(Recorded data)
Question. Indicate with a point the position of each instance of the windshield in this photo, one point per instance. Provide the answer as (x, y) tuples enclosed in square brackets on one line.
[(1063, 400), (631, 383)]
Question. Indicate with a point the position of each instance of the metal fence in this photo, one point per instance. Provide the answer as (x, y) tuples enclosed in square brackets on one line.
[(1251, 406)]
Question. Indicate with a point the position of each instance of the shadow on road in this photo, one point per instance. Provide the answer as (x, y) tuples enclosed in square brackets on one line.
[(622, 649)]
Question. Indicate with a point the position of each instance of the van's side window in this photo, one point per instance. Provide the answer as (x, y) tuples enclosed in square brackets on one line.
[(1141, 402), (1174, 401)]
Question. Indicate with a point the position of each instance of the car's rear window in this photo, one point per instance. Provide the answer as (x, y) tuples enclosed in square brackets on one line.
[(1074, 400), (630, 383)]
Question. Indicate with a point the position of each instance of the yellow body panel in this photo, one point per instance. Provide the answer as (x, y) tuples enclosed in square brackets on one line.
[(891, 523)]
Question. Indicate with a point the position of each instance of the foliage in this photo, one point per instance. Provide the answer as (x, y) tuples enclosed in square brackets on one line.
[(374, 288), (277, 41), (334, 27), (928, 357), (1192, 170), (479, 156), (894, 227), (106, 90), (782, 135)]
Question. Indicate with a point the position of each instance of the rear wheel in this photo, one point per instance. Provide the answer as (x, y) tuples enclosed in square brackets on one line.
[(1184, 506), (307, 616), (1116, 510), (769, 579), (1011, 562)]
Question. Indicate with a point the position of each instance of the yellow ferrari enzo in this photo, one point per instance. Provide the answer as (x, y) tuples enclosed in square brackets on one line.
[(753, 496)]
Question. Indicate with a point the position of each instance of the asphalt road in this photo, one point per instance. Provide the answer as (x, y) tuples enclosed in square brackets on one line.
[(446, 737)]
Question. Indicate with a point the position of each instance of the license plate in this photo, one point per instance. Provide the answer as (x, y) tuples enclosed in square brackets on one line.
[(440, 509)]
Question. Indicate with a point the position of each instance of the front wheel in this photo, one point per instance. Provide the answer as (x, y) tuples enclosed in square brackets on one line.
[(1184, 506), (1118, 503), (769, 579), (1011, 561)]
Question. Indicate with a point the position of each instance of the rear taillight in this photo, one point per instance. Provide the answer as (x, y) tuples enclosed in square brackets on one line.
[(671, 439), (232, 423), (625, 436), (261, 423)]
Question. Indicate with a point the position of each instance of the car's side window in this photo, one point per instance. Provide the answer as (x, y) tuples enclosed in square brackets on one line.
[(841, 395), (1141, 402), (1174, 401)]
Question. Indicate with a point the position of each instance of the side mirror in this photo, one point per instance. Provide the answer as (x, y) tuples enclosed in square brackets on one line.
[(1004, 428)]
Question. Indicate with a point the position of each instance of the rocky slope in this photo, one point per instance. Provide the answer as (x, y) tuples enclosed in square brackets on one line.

■ Problem:
All entries above need to be copied verbatim.

■ Task solution:
Question. Indicate with a point the position of each instance of the windshield in this photo, one point per instance. Provide the answer as (x, y) tuples enclosed in square brackets on one line.
[(1063, 400), (631, 383)]
Question. Indicate with a point the position of each instance of the metal fence in this photo, one point per instance. Provide the answer as (x, y) tuples enclosed in square brackets on one line.
[(1251, 406)]
Question. Indicate with a point the position of each instance of the shadow on road in this photo, one point per instance. Provide the answer as (x, y) tuples enclosed in square brackets on one line.
[(622, 649)]
Question. Indicate with a point the position of each instance of the van's side window in this photo, one point per instance. Provide the answer as (x, y) tuples enclosed in square brackets on one line.
[(1141, 402), (1174, 401)]
Question. Indicate with a point the position of each instance of the car's rear window in this photo, one point per instance. Provide the answer as (x, y) tuples enclosed in square brackets on one line.
[(1074, 400), (630, 383)]
Question. Indicate with a point the position of each instance of the yellow body panel in this photo, one point per instance. Provide the answer as (x, y) tuples enclosed in square brackets on one line.
[(891, 523)]
Question. Indicate with a point the position of each instance of the foliage in this photo, one point per instance. Provide the answer as (x, y) tuples enclosed in square brackets on one line.
[(374, 288), (277, 41), (334, 27), (928, 357), (1192, 170), (479, 156), (894, 227), (106, 90), (782, 135)]
Question. Indicate with a point the position of each instance of the rear wheel in this photo, one point per instance. Provide the answer as (x, y) tuples enclosed in square brackets on one line.
[(1184, 506), (307, 616), (1116, 510), (769, 579), (1011, 562)]
Question. Indicate with a point the position of each instance of the yellow ferrari enzo in this photo, one point per instance. Provide the answer as (x, y) tuples enclosed in square brackets on one line.
[(753, 496)]
Question. Indicate with a point the position of each instance of the asphalt road in this photo, one point per instance. Provide the answer as (x, y) tuples enclosed in square brackets on one line.
[(446, 737)]
Question. Indicate with a point the position of each instance of the license plate in this photo, one point per instance. Provide the answer as (x, y) tuples enclosed in square brackets on one line.
[(440, 509)]
Question. Indicate with a point the position of each instance of the front wheel in this photo, one point per instance. Provide the answer as (x, y) tuples enclosed in square brackets on one line.
[(1184, 506), (1118, 503), (769, 579), (1011, 561)]
Question. Indicate with a point the position of each instance of the rear taillight in this photo, one point per instance. Provide the answer as (x, y) tuples enclosed in square brackets on one line.
[(671, 439), (232, 423), (625, 436), (261, 423)]
Question. Indicate with a point the position of each instance of the car's side window in this photo, one point per instance. Provide the answer as (x, y) tuples enclosed in square brackets on one line.
[(841, 395), (1141, 402), (1174, 401)]
Question. Indicate with a point the position of each instance of the side mirror in this photo, one point per instance. Provide the answer as (x, y) tuples enclosed in square brackets on one line.
[(1004, 428)]
Question. Indicate with a point the position of each instance of the rocky slope in this photo, one point per instance. Provide the answer as (x, y) tuples enclosed in square brackets on one line.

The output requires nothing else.